---------- Records ----------

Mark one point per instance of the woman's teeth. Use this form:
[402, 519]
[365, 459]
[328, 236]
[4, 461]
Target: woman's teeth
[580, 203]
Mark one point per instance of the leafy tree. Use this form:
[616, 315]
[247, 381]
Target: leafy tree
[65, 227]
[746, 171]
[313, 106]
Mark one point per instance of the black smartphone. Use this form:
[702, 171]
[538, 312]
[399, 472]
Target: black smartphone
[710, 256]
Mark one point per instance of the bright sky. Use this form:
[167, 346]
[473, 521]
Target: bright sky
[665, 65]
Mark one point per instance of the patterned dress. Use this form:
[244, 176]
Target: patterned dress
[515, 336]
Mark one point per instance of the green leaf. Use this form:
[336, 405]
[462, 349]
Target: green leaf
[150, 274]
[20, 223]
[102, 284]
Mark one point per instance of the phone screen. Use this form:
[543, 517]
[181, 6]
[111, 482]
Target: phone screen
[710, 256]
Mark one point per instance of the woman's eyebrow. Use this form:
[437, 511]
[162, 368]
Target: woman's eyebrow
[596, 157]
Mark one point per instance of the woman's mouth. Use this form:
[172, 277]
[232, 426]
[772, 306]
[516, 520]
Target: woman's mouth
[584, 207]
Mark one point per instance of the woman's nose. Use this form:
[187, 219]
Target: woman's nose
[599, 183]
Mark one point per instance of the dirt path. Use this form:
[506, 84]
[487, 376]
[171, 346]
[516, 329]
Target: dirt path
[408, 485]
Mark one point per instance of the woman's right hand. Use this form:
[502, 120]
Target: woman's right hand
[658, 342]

----------

Instructions to follow >> All records above must be set down exactly, please.

Answer >>
Mark one point per instance of the woman's teeth. Use this form:
[402, 519]
[365, 459]
[328, 236]
[4, 461]
Target: woman's teeth
[580, 203]
Mark one point per instance of the leafy tree. Use this form:
[616, 315]
[247, 381]
Target: leafy tree
[65, 227]
[746, 171]
[313, 106]
Mark one point per instance of the black smartphone. Use this form:
[702, 171]
[538, 312]
[399, 472]
Target: black smartphone
[710, 256]
Mark one point per instance of the bright sky. Use this form:
[167, 346]
[473, 521]
Target: bright sky
[665, 65]
Mark one point per instance of the patterned dress. Use this form:
[244, 176]
Target: patterned dress
[515, 336]
Mark one point per instance of the green leaf. Use this form:
[336, 405]
[462, 349]
Target: green leaf
[150, 274]
[20, 223]
[102, 284]
Mark one point per instance of the phone screen. Use this form:
[543, 517]
[181, 6]
[111, 482]
Target: phone screen
[710, 256]
Mark one point per instance of the woman's eyebrow. Use this form:
[437, 511]
[162, 368]
Target: woman's eyebrow
[596, 157]
Mark one point per instance of the woman's mouth. Use this form:
[172, 277]
[232, 426]
[772, 306]
[516, 520]
Target: woman's mouth
[584, 207]
Mark one point per instance of the woman's nose. Use this form:
[187, 219]
Target: woman's nose
[599, 183]
Mark one point per instance of the dirt path. Use this form:
[506, 84]
[487, 376]
[171, 346]
[516, 329]
Target: dirt path
[408, 485]
Mark one point per instance of the woman's right hand. Use this form:
[502, 120]
Target: woman's right hand
[658, 342]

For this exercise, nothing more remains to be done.